Saved data entries:
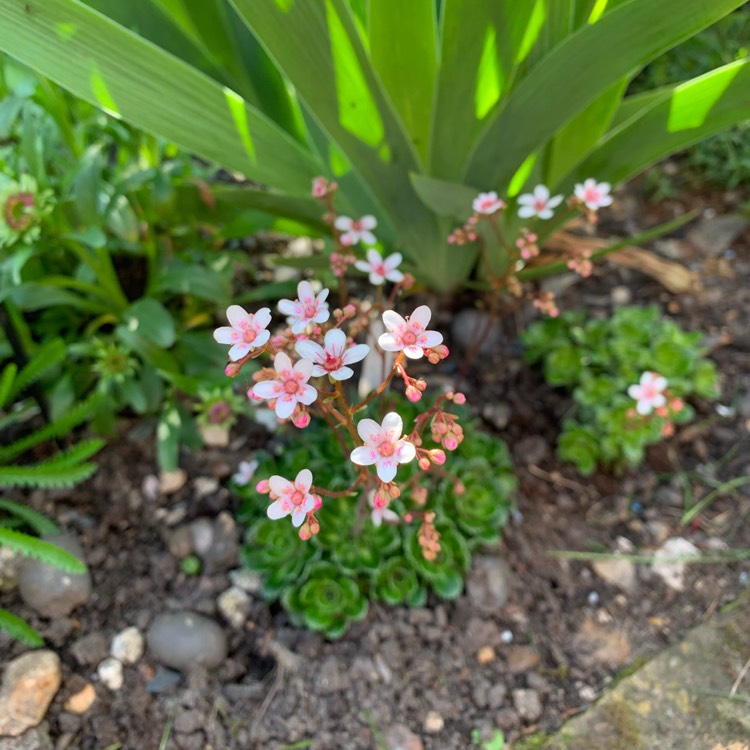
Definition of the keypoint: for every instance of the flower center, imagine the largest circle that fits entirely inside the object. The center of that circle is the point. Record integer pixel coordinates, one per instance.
(291, 387)
(386, 449)
(409, 338)
(17, 210)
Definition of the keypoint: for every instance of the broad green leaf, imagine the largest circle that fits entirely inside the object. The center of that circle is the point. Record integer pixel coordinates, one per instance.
(694, 110)
(150, 319)
(317, 46)
(73, 45)
(403, 48)
(577, 71)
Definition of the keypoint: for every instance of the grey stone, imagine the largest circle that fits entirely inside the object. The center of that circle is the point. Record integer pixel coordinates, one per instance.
(36, 738)
(50, 591)
(185, 639)
(527, 704)
(488, 584)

Task brief:
Transcribe the data exactly, minus any images.

Answer area:
Definition of the keypoint: for every instance of the flower center, imagine the largest circle that fits entirely inside the object. The center of that circle is the point. Record integer pixel coordinates, one per instance.
(291, 387)
(386, 449)
(409, 338)
(17, 210)
Definition of the keypoint: for every instance of the broad green leaf, imagine the largest circle that fits entirely inside the object. The center of that circle is the point. Record integer pixel coordinates, one per instance.
(694, 110)
(150, 319)
(317, 46)
(73, 45)
(403, 48)
(577, 71)
Definition of the keypoint: for every instance of the grey stone, imagine the largest circle that fits entirely inside the object. The center of that circle is the point. Record integer pixel coordinates, one per instance.
(36, 738)
(50, 591)
(185, 639)
(527, 704)
(488, 584)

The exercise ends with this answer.